Kami juga dilarang melakukan perjalanan luar kota, dilarang mengundang orang atau menghadiri undangan pertemuan pihak lain. Penanganan laporan masyarakat, diefektifkan melalui telepon, WA, dan email.
Lalu apa yang terjadi, kami merasa aman, saya merasa semakin jauh dari potensi penularan Covid-19. Bukan berarti kami tidak peduli dengan pengawasan pelayanan publik, tapi itu pertolongan pertama yang mesti dilakukan terhadap potensi penularan Covid-19. Setiap lembaga seharusnya, memilih kebijakan yang bersifat selektif, sembari memastikan tugas pokok tetap dapat dilakukan.

.....

**Latihan:**
1. Salin kata demi kata bagian kutipan tentang pembatasan kegiatan selama Covid-19, dari "Lalu apa yang" sampai dengan "tetap dapat dilakukan.", termasuk kedua bagian tersebut.
2. Ringkas kutipan tentang pembatasan kegiatan selama Covid-19 dalam dua kalimat.
3. Silakan tulis lanjutan kutipan tentang pembatasan kegiatan selama Covid-19, dimulai setelah kalimat terakhirnya.
Item di bawah ini diambil dari sumber yang berbeda.

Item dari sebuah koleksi
.....

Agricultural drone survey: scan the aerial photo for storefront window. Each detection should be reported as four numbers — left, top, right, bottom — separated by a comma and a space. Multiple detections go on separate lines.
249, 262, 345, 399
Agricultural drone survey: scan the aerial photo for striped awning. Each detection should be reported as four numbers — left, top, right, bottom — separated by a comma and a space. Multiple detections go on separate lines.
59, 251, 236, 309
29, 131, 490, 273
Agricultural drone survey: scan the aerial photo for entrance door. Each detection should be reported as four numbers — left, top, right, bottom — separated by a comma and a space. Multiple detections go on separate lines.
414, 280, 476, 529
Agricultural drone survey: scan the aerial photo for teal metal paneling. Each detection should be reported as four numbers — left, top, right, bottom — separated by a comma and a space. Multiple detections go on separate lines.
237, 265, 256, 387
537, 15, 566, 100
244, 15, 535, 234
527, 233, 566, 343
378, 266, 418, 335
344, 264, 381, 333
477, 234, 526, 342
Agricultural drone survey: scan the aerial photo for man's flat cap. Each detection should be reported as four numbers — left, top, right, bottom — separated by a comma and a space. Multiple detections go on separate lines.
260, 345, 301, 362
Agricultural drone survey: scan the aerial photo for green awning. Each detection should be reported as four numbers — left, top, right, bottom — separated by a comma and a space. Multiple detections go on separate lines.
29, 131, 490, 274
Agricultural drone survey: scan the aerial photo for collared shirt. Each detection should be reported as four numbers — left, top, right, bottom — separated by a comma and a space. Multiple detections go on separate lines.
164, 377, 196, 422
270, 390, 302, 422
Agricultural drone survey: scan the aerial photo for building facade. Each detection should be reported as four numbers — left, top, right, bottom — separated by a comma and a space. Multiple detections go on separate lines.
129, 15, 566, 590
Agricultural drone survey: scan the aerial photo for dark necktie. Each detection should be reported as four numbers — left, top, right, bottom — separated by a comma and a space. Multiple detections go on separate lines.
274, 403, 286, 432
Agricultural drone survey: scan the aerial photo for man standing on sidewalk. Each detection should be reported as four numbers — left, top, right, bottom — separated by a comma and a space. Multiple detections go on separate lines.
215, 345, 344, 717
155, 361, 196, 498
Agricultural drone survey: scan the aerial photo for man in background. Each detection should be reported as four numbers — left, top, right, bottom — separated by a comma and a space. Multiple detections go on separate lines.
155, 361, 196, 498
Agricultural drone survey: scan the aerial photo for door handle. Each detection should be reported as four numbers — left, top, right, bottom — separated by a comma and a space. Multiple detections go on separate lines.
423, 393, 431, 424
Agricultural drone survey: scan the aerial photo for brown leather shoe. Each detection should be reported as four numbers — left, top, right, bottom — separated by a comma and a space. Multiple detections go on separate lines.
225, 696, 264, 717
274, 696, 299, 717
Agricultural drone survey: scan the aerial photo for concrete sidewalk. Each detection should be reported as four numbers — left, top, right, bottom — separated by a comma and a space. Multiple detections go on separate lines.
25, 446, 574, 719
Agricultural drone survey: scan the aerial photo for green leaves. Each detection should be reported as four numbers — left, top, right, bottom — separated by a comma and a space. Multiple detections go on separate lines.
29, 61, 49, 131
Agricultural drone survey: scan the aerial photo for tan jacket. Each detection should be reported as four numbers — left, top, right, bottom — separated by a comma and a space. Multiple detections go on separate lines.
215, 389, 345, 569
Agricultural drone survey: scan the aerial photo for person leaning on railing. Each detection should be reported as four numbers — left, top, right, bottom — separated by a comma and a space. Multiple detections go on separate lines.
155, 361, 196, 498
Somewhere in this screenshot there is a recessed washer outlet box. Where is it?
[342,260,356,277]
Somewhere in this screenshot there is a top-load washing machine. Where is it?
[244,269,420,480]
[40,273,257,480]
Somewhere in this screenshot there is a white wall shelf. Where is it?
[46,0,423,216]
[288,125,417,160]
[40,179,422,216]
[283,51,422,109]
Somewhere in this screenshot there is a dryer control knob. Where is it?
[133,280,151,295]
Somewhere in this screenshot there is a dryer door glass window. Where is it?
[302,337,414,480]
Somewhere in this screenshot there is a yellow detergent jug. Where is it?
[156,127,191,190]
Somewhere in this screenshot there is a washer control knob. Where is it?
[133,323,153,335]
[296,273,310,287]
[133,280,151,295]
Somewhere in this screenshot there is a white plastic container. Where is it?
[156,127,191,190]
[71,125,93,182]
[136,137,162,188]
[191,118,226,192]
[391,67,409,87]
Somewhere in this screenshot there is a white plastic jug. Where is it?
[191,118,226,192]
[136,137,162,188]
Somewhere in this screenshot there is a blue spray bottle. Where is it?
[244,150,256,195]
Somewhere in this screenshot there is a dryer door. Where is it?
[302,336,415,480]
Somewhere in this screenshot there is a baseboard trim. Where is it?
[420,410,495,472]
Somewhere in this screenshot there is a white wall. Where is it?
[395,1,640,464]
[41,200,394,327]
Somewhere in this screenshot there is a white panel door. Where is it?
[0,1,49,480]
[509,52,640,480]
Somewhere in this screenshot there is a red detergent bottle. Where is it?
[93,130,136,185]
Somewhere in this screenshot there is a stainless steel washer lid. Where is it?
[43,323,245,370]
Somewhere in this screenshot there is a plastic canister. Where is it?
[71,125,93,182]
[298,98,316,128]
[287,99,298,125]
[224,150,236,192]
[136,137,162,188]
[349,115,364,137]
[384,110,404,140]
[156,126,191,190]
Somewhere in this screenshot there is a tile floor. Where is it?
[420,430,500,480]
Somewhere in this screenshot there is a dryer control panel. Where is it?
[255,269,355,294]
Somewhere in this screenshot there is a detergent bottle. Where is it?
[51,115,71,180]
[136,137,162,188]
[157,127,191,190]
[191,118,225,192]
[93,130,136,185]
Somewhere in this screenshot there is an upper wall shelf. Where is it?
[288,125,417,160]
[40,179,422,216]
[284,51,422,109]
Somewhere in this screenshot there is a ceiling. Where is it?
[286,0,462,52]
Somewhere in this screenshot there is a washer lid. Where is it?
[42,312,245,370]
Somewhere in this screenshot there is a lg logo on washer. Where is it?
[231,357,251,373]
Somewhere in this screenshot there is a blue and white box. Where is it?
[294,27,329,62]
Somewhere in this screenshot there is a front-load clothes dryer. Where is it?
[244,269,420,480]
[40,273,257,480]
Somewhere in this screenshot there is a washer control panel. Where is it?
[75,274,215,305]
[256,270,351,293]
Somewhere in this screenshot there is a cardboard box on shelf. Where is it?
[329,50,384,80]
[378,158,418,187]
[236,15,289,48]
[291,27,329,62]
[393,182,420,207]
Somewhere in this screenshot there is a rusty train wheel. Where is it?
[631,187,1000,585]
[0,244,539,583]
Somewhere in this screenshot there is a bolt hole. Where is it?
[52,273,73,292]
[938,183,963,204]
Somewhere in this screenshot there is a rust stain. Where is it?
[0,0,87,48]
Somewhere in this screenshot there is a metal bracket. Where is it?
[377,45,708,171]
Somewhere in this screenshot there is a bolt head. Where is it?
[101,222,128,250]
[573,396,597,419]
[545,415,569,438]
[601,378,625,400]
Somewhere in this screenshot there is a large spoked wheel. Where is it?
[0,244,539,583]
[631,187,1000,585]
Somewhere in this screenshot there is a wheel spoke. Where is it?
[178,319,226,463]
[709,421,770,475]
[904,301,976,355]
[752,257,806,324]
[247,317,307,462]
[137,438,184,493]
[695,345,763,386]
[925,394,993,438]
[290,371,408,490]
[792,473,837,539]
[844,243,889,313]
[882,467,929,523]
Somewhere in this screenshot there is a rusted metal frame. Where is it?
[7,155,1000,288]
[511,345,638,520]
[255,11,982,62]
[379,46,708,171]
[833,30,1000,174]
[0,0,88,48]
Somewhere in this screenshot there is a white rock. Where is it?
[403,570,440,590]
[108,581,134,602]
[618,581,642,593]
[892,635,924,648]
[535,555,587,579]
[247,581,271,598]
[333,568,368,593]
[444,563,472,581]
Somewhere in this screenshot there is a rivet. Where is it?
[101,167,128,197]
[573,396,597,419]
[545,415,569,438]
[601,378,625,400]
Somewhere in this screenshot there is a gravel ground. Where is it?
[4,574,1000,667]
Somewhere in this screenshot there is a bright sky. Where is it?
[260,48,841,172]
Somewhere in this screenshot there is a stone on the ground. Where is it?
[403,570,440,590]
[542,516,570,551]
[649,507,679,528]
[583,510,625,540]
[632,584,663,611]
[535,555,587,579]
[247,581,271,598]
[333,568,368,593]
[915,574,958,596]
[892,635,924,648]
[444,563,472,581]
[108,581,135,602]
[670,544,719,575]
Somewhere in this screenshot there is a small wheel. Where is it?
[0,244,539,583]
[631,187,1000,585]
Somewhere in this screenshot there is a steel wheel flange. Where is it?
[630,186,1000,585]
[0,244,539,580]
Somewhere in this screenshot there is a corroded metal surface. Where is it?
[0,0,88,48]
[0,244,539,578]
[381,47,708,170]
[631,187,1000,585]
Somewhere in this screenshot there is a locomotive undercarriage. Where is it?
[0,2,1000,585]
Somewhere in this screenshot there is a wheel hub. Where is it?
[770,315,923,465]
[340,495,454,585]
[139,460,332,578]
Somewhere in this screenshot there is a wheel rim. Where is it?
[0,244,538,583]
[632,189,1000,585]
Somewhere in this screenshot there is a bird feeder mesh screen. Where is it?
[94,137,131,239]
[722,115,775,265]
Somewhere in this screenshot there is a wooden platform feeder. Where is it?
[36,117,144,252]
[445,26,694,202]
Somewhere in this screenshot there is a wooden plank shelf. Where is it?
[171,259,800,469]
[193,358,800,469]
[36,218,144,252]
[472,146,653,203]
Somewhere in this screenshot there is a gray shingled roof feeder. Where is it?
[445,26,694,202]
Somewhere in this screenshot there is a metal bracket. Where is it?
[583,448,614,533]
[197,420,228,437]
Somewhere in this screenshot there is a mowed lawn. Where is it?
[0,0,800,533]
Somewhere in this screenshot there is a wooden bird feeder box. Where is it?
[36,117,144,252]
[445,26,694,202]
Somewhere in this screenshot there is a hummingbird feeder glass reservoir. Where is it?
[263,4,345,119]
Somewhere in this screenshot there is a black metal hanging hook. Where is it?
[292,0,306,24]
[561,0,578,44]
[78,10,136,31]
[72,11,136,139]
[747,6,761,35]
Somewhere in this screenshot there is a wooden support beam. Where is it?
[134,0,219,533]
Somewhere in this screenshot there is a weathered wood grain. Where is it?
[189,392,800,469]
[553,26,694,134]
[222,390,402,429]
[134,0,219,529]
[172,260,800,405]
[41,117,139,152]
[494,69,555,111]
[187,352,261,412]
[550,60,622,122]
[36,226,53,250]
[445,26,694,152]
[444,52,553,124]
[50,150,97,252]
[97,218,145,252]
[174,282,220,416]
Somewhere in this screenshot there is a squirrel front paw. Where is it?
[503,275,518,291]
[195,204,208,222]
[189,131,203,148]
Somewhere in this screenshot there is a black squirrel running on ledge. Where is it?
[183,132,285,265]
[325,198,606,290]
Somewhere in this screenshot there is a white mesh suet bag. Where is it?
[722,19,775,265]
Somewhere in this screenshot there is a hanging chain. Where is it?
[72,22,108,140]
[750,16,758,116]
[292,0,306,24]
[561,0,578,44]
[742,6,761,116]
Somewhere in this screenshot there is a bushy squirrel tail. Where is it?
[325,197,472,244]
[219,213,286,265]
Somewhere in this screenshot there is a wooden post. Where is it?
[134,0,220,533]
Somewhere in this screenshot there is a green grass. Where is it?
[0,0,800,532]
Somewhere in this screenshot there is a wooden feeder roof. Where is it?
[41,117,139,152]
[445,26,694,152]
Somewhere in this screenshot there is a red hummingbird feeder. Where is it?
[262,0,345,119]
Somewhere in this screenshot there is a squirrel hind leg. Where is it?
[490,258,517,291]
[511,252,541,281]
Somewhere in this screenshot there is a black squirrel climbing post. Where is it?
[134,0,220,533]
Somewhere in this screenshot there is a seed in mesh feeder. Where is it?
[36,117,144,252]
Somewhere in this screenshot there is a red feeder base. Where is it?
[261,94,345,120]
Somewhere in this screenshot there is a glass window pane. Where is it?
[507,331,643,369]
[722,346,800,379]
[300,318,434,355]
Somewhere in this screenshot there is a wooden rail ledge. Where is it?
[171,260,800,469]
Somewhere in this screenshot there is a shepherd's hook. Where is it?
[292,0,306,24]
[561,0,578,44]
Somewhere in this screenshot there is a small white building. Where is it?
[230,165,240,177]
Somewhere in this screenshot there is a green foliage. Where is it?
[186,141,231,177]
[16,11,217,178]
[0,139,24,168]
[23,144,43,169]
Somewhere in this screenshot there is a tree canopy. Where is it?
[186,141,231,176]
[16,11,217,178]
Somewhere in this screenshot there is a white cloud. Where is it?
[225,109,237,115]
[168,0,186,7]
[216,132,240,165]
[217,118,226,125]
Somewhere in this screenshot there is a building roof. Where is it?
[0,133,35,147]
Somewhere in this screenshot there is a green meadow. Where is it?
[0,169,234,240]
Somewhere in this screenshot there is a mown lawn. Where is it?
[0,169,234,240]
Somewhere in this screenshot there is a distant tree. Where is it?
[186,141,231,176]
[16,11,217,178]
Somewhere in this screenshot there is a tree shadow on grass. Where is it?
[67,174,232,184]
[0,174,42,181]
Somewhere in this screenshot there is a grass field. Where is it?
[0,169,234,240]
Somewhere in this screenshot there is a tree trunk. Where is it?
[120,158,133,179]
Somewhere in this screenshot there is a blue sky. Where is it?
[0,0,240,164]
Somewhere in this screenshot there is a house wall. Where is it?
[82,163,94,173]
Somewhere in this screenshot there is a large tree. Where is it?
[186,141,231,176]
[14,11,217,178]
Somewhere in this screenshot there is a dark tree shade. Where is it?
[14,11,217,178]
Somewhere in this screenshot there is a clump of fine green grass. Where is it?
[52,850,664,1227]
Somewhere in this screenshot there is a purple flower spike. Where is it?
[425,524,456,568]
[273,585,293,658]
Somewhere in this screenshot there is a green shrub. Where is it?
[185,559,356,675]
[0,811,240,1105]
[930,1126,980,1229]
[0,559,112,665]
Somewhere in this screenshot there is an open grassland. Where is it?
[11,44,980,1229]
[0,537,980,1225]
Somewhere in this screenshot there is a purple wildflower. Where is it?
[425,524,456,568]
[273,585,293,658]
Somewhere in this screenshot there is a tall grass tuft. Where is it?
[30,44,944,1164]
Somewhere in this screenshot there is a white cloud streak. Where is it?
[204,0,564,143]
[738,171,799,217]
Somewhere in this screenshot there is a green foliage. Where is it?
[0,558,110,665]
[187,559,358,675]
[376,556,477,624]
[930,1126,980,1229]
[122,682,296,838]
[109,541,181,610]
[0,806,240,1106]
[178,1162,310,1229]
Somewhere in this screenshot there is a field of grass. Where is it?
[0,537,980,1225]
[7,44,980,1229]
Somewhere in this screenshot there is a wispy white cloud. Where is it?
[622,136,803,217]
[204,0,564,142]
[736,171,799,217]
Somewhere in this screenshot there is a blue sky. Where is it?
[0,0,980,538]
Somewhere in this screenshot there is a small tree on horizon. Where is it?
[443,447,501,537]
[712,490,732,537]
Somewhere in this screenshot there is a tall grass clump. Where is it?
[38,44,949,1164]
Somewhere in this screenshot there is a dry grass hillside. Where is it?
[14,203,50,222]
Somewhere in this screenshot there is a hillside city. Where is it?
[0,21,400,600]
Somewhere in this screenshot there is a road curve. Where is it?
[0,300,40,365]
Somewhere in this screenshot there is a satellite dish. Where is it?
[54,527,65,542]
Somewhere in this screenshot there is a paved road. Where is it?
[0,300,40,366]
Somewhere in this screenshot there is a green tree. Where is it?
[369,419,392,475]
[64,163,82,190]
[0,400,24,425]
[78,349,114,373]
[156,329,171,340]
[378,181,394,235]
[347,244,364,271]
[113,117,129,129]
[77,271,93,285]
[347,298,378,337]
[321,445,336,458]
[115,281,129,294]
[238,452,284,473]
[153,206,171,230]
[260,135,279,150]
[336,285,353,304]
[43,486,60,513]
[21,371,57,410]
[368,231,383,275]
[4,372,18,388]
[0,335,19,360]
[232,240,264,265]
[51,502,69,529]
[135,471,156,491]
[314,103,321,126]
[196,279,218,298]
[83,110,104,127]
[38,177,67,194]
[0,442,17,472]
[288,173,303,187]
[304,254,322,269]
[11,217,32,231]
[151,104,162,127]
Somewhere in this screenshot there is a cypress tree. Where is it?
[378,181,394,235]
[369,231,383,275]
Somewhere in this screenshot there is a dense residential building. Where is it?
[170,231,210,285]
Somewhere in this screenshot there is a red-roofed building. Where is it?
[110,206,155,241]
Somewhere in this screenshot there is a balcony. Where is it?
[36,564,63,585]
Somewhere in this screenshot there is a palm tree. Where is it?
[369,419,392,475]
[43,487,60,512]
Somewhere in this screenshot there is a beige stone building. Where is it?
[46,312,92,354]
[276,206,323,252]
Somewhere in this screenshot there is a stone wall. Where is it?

.....

**Jawaban Bernomor:**
1.
Lalu apa yang terjadi, kami merasa aman, saya merasa semakin jauh dari potensi penularan Covid-19. Bukan berarti kami tidak peduli dengan pengawasan pelayanan publik, tapi itu pertolongan pertama yang mesti dilakukan terhadap potensi penularan Covid-19. Setiap lembaga seharusnya, memilih kebijakan yang bersifat selektif, sembari memastikan tugas pokok tetap dapat dilakukan.

2. Kutipan ini menyebutkan larangan bepergian ke luar kota serta mengundang atau menghadiri undangan pertemuan pihak lain, sementara laporan masyarakat ditangani lewat telepon, WA, dan email. Langkah itu menimbulkan rasa aman dari potensi penularan Covid-19 tanpa berarti abai terhadap pengawasan pelayanan publik, dan setiap lembaga seharusnya memilih kebijakan yang selektif sambil memastikan tugas pokok tetap dapat dilakukan.

3.
Komunikasi Publik Covid-19
Buruknya komunikasi publik penanganan Covid-19, telah dimulai sejak dari Pusat, pemerintah gugup. Sebelum ada yang positif Covid-19, kelakar dan lelucuan soal Covid-19 justru dengan mudah keluar dari mulut para pejabat, ada kesan pejabat itu menganggap enteng dan tampak terlalu percaya diri.
Di lain pihak, ada yang memancing di air keruh, mencoba menjadikan penanganan Covid-19 menjadi arena pertempuran politik, agaknya semua arena mau dijadikan wilayah perseteruan politik, tak kecuali wabah Covid-19 ini, nasib rakyat tidak dipikirkan.
Dalam hal komunikasi publik, data dan informasi mesti dibuka dan terkonsolidasi dengan baik, jangan ada yang ditutup-tutupi, atau disampaikan ke publik secara tidak utuh.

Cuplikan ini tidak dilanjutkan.